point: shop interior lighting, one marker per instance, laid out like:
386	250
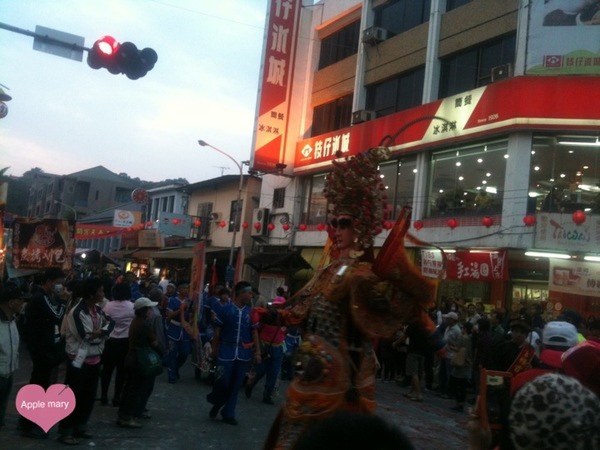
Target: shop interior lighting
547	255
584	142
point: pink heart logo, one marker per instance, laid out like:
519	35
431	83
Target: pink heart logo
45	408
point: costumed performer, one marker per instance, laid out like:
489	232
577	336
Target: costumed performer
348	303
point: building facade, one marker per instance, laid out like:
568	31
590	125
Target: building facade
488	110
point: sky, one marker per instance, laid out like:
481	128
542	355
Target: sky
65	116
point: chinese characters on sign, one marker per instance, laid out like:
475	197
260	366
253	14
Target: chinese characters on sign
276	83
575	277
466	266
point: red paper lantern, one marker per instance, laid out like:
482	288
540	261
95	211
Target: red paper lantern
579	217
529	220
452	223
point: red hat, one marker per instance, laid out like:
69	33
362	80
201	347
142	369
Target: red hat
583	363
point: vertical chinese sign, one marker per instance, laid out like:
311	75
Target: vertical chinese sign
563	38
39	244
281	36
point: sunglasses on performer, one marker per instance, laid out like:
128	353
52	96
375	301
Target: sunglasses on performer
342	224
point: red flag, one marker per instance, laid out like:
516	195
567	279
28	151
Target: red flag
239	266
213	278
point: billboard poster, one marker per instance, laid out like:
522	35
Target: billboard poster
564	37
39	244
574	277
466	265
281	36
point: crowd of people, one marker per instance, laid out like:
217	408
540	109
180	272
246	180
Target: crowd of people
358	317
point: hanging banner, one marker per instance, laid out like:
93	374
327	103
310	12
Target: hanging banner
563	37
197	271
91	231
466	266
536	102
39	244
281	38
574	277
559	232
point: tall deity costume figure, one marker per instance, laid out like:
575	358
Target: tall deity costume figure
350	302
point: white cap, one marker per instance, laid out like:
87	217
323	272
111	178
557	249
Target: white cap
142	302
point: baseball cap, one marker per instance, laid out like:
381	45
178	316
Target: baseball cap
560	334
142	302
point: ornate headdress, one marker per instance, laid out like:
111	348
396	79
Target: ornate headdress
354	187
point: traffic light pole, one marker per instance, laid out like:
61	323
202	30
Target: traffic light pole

EXERCISE PROMPT:
Update every one of the records above so that "one marker per instance" reads "a single marker for each instance", keeping all other text the same. Leave the pictures out of your answer.

REPLY TO THE EXERCISE:
point: shop interior lighting, a single marker for each instance, laid out like:
386	250
Target: shop interior lighting
547	255
584	142
point: pink heart logo, a single marker for each instance, laid out like:
519	35
431	83
Target: pink heart logo
45	408
point: costumed performer, a single marker for each instance, laid out like:
489	232
577	336
Target: costumed performer
348	303
point: building facade, a single marker for each instance, laid out like:
568	31
590	125
Target: building facade
488	110
point: sky, a single marker for each instance, laid out like:
481	128
542	355
Target: sky
65	116
point: chinese characters on sign, a single marker for each instance, laid out like:
475	197
260	366
253	14
Target: chinese characters on sign
276	83
575	277
466	266
point: red paper lantern, a single marker for each instance, laid out like:
482	288
540	261
95	211
Target: red paper lantern
579	217
529	220
452	223
point: red hat, a single marker for each instance, laid out like:
69	33
362	80
201	347
142	369
Target: red hat
583	363
point: vertical chinese sign, a single marker for each instance, laid out like:
311	75
Target: vertical chinese sign
563	38
39	244
281	36
point: sunglasses on performer, a single marker for each instance, laid out like:
128	353
52	96
375	301
Target: sunglasses on performer
342	224
point: red flag, a single marker for each instance, laid out like:
516	195
567	279
28	151
Target: red flag
239	266
213	278
point: billboard poster, a single marker for each instance, laid out like:
522	35
Target: billboard poster
564	37
39	244
574	277
466	265
281	36
point: crowd of people, a single marker for each instance, laid out like:
217	408
540	109
180	272
246	180
Target: crowd of people
358	317
point: hanging banner, a single marker for each instance, laid out like:
93	374
327	103
310	12
Target: hanging banner
563	37
197	271
91	231
466	266
536	102
39	244
281	38
574	277
559	232
point: tall deity costume figure, a single marker for each instance, laid out like:
575	358
Target: tall deity costume figure
350	302
point: white cap, a single marker for each instance, laid out like:
87	217
323	272
111	178
557	249
Target: white cap
142	302
point: baseball cap, a single marker for each instance, laid out like:
381	45
178	316
Target: baseball cap
560	334
142	302
point: ornate headdress, a single marker for each instance, laid out like:
111	348
396	79
Target: ornate headdress
354	187
point: traffic light pole, a single marker for each instance, laid out like:
61	323
202	30
Target: traffic light pole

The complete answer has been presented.